## CONSIGNE A
Recopiez à l'identique le passage de l'extrait sur le roman de Jean Teulé consacré à Villon, de « Tout le livre » à « maintenant prévenus ! ».
## CONSIGNE B
Prolongez l'extrait sur le roman de Jean Teulé consacré à Villon, en reprenant après sa dernière phrase.

## EXTRAIT RETENU
Quelques citations :
-« Voilà, c’est le siècle d’enfer. » p. 45
-« Passé quarante ans, une femme est impossible à cuire
ou alors il faut compter deux, trois, fagots de plus et ça lance dans des
frais. »p. 48
-« Je veux vivre cette vie-là jusqu’à la corde. Ah, je
me plais dans cette ordure. Ah, nom de Dieu ! »p.80
-« Ça s’agite, ça grouille de jeunesse dans le
cimetière – point de ralliement nocturne des canailles et des voleurs, des
filles de joie et des étudiants, des souteneurs et des clercs… »p.98
-« Il en est de nous comme du chèvrefeuille qui
s’enroule autour du coudrier : une fois qu’il s’y est attaché et qu’il
entoure la tige, ils peuvent longtemps vivre ensemble mais si on les sépare, le
coudrier meurt bien vite et le chèvrefeuille aussi. François, en est-il ainsi
de nous : ni toi sans moi, ni moi sans toi ? »p. 200
-« Le fer terrible de nos épées luit moins que nos yeux
où éclatent des regards joyeux. »p.317
-« Je constate que je suis débordé par le personnage
légendaire que je deviens pour la jeunesse à Paris »p.407
-« Depuis l’enfance, je tourne autour du gibet comme
autour d’un centre où je dois finir ma vie »p. 413
Mon avis :
Meutres, viols en série, cannibalisme (eh, oui..),
pendaisons publiques, larcins, trahisons, sexe débridé, tortures, misère noire,
crasse… Jean Teulé n’épargne rien au lecteur. Son goût pour la face
obscure de ses personnages et de leur
époque, son vocabulaire par moment châtié et paillard, mènent à des scènes
d’une crudité glaçante. J’en suis restée souvent… incrédule. Est-ce vraiment
possible que Villon et ses compagnons se soient comportés à ce point comme des barbares
sans foi ni loi ? La vie quotidienne au
temps de l’amour courtois pouvait-elle être réellement aussi affligeante ?
Tout le livre tourne autour de putains, de lieux malfamés et puants, de meurtres,
de brigandages. Bref, Teulé nous fait la
totale et ça décoiffe ! Bienvenue au Moyen-âge …
Vous l’aurez deviné, j’ai parfois saturé de toute cette
fange abjecte. Mais le livre nous apprend tellement de choses sur cette époque, que le voyage m’a tout de
même paru payant. Sans compter qu’on se régale des petits traits d’humour
distillés çà et là …
Bon, vous êtes maintenant prévenus !

## DONNÉES ENREGISTRÉES
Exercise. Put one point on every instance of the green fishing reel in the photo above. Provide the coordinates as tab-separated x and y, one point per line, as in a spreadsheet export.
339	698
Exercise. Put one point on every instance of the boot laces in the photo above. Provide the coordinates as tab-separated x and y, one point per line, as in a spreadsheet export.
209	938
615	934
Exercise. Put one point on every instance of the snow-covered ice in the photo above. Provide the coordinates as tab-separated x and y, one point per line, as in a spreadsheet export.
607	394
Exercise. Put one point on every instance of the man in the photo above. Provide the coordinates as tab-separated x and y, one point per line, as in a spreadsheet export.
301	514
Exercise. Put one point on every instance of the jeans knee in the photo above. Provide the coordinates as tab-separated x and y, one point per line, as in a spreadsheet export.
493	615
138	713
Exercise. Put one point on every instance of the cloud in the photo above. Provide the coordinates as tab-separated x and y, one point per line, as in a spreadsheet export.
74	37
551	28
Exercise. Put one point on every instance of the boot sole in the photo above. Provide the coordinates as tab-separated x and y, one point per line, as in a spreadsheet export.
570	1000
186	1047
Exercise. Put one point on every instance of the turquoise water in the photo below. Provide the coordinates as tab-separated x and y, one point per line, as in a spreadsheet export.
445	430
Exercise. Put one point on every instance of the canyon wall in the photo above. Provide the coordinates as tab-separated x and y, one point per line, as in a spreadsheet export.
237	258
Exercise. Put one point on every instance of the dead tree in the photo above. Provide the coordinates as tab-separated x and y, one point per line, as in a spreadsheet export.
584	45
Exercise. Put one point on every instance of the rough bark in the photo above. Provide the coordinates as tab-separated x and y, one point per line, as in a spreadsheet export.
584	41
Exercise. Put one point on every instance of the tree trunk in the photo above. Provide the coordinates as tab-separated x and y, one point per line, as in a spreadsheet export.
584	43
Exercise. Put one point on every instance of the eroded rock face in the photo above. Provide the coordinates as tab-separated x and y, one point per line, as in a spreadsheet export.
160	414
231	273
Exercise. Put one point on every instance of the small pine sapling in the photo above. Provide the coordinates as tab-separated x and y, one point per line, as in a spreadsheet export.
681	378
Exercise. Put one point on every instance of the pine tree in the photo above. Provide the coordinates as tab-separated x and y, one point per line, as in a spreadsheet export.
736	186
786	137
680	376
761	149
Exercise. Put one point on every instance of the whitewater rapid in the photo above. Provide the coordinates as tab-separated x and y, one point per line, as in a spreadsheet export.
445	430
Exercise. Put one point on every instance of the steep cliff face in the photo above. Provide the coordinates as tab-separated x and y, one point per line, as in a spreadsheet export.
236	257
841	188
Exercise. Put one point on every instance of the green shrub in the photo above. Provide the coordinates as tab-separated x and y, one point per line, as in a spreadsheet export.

## PRODUCTION ATTENDUE A
Tout le livre tourne autour de putains, de lieux malfamés et puants, de meurtres,
de brigandages. Bref, Teulé nous fait la
totale et ça décoiffe ! Bienvenue au Moyen-âge …
Vous l’aurez deviné, j’ai parfois saturé de toute cette
fange abjecte. Mais le livre nous apprend tellement de choses sur cette époque, que le voyage m’a tout de
même paru payant. Sans compter qu’on se régale des petits traits d’humour
distillés çà et là …
Bon, vous êtes maintenant prévenus !

## PRODUCTION ATTENDUE B
Petit complément sur les loges de recluses :
La loge de recluse ou reclusoir (ou réclusoir) était un minuscule édifice
en pierre dans lequel une femme choisissait de se faire enfermer, jusqu’à ce
que la mort la délivre. Une cérémonie religieuse accompagnait son entrée au
reclusoir. Seul l’évêque ou le Pape
pouvait ensuite mettre un terme à cette épreuve, sur demande de la recluse.
Pourquoi faisait-elle le choix d’une vie de souffrances
terribles et de renoncements ? Imaginez le froid en hiver dans ce lieu
exigu où la pierre domine, l’obscurité permanente, la faim et la soif les jours
où personne ne pense à vous, l’humidité, la maladie qu’il faut subir sans
pouvoir sortir pour être soignée, la crasse, les bestioles, la décrépitude du
corps et finalement, cette immense solitude à laquelle elle s’astreint, puisqu’il
lui faut absolument éviter tout contact avec autrui… Elle subit ce véritable
calvaire en pénitence, pour racheter le
salut de son âme et démontrer la force de sa foi. Les recluses étaient
d’ailleurs très respectées par leurs contemporains qui voyaient en elles l’état
de perfection du chrétien, qui fait passer son corps mortel en second plan,
pour atteindre, par la souffrance et la
prière, la plénitude spirituelle et la rédemption des péchés.
La cellule était souvent adossée à une église. Un
hagioscope, petite fenêtre donnant sur l’intérieur de l’édifice, permettait à la recluse d’assister à la vie religieuse de
sa communauté. Une autre minuscule fenestrelle donnant sur l’extérieur servait
au passage des aumônes, car ces malheureuses devaient leur survie à la charité des passants. Parfois, les
reclusoirs étaient situés à l’entrée d’une ville. Les femmes qui y étaient enfermées priaient pour
leur propre salut, mais également pour le salut de toute la population. La
ville se plaçait ainsi sous leur auspice: chacun se sentait ainsi protégé des
famines et des épidémies, fléaux récurrents à cette époque.
Je vous recommande vivement la lecture des extraits du livre
« Je, François Villon » de Jean Teulé que je vous propose ci-dessus.